**Excerpted text:**
################

To create a new data flow, follow below steps.

Step I: Navigate to New Data Flow window in one of the following ways. 

Option I: On the Navigation pane, mouseover the Data Flow tab, and then, click New.

Option II: On the Navigation pane click Data Flow, and then on the Actions menu, click New, and select New for Data Flow creation.

The New Data Flow window appears and prompts you to provide the details for the new data Flow.

Step II: Select native data platform to be associated to the data flow.

For every data flow, you can either select native or generic platform that matches your need.

  • If Native data platform is selected, it determines where the transformations defined in the data flow will be executed.
  • If Generic data platform is selected, the transformations are not applied and the data is directly loaded from source to target.
Only those data platform types that are added in the Diyotta license are displayed for selection.

1. The Data Platform tab in wizard displays the list of applicable native data platforms. Select the required data platform from the list. (here we are considering Hadoop for reference).

Note: To search for a specific platform, enter the keyword in search bar, and the window displays the search result. Select the required data platform.

2. Upon selecting a data platform, the Data Points tab displays the list of data points available for the selected Data Platform. Select the required Data Point and click Next

  • If there is any Global project that user has access to, then the Project drop-down will list them. Select the Global project from the list if the data point must be chosen from there. After selection, the canvas displays respective global data points as per the data platform type.
  • From the list of data points, you can also select Generic data point type and when selected displays additional details for defining derived attributes.

Note:

  • To move back to previous step in wizard, click Back.
  • To close New Data Flow window, click Cancel.

3. Upon selecting the data point, the General Properties tab displays the general properties for the data flow.

  • The Name field displays the default data flow name. Provide a suitable name for the data flow here.
  • The Layer field lists down the available layers in the project. Select a layer to create the data flow under it.

4. Click Create to navigate to the Data Flow workspace.

################

**Request 1:** According to the data flow guide, what happens to the data when a Generic data platform is selected?

################

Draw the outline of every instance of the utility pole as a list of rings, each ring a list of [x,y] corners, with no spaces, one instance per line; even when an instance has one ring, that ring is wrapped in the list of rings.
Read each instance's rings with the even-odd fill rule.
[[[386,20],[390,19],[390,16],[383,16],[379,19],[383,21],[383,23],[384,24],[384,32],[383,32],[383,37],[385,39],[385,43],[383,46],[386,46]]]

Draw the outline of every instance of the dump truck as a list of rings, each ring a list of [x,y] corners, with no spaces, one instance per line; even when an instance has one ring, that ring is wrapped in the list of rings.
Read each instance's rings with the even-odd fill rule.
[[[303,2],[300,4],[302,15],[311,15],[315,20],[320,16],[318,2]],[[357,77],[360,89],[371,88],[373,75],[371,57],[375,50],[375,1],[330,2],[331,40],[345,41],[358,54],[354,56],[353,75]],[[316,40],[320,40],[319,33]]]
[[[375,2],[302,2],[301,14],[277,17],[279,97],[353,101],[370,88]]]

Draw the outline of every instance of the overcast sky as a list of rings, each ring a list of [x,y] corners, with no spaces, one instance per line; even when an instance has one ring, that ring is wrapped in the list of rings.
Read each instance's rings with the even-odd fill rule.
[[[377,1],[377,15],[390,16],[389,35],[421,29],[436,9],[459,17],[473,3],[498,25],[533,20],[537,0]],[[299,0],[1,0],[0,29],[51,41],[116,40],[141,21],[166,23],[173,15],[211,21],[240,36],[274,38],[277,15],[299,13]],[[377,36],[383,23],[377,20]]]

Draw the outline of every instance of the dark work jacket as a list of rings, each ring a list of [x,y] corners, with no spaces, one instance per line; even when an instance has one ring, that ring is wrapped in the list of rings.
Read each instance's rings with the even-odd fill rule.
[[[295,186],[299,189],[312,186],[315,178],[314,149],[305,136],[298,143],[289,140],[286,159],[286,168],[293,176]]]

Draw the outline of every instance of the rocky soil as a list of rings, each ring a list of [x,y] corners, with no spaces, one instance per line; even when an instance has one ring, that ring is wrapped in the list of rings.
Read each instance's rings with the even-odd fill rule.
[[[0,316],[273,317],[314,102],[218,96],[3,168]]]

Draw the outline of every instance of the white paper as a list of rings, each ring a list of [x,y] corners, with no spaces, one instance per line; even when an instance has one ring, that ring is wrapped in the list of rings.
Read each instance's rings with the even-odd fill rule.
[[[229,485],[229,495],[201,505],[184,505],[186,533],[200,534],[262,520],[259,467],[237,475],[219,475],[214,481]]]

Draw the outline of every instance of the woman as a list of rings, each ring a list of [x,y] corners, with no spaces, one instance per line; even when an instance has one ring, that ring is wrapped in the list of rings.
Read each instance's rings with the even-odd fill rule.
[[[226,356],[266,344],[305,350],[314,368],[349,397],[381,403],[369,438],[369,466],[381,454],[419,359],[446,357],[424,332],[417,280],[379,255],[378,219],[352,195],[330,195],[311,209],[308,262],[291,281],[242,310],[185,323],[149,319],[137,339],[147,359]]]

################

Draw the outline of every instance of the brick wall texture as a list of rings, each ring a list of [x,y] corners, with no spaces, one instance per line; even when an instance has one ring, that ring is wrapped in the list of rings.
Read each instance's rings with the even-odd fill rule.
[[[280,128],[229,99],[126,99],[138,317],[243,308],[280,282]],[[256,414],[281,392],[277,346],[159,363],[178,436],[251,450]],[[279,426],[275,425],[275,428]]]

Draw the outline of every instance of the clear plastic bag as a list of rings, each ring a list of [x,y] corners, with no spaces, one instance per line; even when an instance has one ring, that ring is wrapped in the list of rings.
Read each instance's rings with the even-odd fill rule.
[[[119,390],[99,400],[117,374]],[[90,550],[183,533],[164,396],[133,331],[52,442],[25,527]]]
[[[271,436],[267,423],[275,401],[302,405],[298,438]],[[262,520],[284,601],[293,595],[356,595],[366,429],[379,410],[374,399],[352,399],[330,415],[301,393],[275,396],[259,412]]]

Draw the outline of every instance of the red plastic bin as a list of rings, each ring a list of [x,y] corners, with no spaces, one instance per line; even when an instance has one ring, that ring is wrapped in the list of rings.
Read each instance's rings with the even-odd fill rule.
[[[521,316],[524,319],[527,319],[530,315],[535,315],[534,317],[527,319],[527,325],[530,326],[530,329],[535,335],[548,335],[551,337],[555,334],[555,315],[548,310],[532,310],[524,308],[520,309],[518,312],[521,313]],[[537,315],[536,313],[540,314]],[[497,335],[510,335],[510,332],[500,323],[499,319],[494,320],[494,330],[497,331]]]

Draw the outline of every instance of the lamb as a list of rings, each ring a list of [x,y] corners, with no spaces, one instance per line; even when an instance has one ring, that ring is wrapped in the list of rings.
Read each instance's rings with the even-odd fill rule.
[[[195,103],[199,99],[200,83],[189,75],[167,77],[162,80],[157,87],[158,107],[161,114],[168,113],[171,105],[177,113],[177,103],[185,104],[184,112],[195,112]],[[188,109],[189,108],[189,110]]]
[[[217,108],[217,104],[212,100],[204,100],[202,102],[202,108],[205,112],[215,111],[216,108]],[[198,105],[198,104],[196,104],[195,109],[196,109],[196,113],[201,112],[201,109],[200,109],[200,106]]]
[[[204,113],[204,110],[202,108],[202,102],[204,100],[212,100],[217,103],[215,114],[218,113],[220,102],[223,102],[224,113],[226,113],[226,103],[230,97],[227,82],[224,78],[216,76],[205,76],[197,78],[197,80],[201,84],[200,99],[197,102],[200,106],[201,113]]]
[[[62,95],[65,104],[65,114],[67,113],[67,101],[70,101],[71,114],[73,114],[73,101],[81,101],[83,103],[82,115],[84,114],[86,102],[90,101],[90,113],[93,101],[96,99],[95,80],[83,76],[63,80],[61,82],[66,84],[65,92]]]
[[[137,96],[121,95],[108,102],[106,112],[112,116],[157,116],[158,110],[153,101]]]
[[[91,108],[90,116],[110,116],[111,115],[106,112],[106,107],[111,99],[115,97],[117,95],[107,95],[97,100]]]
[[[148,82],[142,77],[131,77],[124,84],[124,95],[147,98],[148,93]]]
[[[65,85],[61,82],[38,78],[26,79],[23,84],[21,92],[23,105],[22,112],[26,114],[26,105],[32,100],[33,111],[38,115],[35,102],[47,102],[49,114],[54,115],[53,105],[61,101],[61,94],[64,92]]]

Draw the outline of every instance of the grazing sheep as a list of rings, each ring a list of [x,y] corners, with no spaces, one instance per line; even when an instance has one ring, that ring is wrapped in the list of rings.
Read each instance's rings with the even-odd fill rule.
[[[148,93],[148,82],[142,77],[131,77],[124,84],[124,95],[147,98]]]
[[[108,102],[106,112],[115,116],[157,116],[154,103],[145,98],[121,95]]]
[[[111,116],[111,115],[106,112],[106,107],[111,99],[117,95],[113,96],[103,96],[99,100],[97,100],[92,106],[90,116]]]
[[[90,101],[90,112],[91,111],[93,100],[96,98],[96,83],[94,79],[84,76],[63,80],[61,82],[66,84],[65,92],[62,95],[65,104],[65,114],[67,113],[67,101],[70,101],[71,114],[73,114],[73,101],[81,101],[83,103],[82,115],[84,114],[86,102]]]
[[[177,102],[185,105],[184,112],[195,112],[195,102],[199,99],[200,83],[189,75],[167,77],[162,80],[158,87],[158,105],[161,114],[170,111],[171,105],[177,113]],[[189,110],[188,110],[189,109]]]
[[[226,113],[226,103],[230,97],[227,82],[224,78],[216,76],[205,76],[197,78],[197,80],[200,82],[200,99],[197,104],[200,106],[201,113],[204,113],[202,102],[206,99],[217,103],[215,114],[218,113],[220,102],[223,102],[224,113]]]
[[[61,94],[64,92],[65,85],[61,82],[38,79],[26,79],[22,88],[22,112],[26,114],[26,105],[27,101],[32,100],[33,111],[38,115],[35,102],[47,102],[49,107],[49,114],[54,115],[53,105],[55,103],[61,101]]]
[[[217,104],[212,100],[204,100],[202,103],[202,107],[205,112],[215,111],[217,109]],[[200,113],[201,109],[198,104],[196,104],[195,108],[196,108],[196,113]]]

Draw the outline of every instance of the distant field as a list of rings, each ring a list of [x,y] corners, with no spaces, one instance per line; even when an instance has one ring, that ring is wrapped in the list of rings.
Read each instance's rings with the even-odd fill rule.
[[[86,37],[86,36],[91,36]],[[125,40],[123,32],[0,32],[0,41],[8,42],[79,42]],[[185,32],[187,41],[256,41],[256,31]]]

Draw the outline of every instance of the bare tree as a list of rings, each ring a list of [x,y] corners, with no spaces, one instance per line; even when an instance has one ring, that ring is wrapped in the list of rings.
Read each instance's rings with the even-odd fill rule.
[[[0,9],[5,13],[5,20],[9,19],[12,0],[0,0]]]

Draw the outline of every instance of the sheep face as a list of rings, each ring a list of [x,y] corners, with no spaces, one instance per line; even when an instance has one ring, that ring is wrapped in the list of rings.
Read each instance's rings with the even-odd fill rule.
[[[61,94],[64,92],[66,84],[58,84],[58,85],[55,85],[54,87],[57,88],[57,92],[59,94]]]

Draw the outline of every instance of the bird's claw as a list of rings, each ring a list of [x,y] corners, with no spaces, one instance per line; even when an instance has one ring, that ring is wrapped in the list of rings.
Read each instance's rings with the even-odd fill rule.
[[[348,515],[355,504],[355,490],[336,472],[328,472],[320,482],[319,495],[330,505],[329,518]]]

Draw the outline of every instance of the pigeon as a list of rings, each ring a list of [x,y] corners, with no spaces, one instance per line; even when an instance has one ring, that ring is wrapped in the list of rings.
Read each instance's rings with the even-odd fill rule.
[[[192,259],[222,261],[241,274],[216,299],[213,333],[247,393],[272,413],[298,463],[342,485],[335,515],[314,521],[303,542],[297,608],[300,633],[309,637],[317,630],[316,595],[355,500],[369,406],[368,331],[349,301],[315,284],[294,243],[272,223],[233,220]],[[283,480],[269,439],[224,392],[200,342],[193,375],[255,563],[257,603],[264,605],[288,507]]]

################

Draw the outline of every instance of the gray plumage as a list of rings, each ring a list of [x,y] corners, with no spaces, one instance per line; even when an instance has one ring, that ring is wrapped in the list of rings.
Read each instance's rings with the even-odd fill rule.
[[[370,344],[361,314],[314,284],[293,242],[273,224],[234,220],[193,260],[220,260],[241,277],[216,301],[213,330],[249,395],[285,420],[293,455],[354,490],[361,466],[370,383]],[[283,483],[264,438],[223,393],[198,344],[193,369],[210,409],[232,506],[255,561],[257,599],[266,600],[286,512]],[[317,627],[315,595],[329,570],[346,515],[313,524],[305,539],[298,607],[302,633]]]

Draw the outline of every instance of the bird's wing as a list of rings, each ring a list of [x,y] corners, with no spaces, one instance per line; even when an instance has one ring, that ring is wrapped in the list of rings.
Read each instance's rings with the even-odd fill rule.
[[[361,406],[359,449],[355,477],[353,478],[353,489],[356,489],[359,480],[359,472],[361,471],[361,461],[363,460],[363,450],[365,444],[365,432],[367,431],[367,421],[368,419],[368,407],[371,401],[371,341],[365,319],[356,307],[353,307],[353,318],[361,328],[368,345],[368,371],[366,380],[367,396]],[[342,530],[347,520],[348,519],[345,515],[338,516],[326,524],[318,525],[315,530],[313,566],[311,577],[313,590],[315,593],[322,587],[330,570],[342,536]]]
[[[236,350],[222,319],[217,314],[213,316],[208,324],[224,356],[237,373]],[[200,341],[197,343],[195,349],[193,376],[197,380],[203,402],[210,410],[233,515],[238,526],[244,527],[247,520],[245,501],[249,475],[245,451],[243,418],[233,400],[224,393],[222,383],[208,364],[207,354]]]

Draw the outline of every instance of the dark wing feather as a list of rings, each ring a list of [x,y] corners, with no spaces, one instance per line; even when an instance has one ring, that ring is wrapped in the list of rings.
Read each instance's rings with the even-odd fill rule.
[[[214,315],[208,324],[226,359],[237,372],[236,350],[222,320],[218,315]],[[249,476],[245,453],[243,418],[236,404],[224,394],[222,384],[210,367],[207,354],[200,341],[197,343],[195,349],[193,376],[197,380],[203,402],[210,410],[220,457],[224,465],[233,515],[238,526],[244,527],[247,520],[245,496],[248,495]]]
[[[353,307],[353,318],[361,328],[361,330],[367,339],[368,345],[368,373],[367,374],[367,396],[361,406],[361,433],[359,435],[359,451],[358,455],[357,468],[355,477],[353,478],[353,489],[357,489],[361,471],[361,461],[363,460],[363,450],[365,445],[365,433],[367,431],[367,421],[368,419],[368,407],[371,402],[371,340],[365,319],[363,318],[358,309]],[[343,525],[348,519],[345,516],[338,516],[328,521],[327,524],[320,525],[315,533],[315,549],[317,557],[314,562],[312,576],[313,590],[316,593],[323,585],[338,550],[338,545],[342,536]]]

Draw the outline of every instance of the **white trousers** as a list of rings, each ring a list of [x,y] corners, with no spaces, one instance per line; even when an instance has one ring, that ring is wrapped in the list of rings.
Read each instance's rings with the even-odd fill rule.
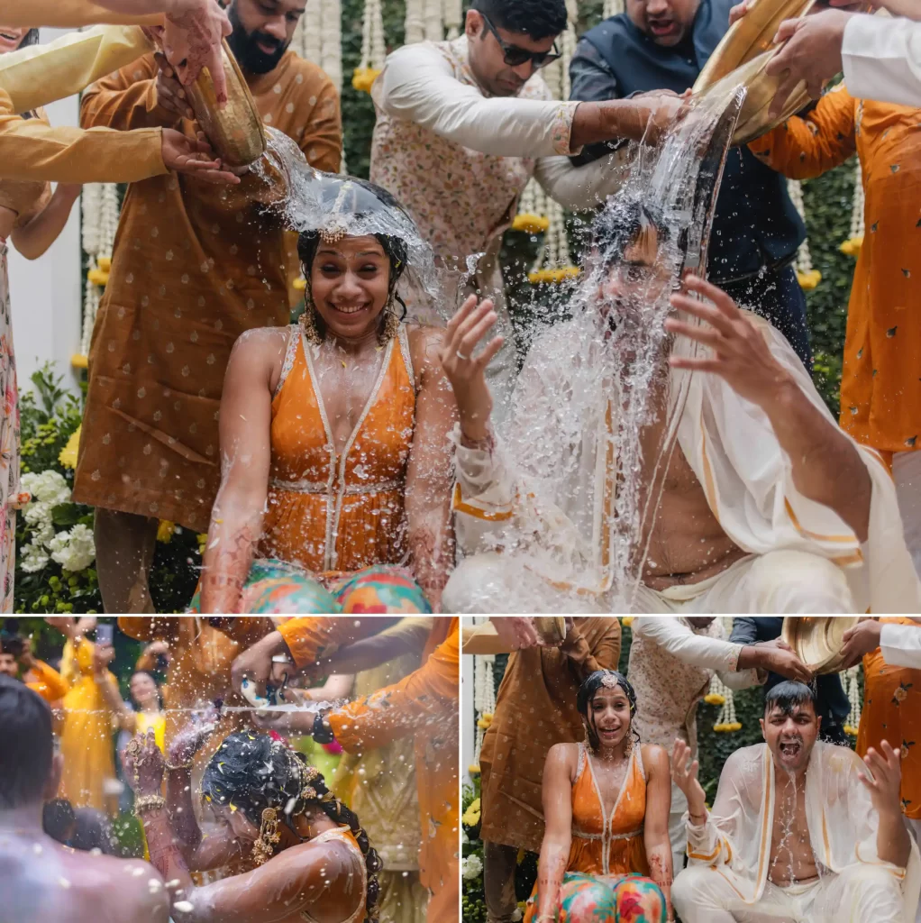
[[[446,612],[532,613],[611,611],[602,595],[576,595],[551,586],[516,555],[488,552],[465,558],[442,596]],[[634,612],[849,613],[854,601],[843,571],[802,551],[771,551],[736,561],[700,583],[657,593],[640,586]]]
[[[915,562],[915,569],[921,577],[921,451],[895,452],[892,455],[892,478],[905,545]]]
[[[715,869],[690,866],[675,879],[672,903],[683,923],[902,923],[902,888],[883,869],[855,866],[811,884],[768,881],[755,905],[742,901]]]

################

**Request 2:** Count the lines of the records that contain the string "sheep", treating uppercase and lowercase as different, and give only the number.

**Task answer 1:** The transformations are not applied, and the data is loaded directly from source to target.

**Task answer 2:** 2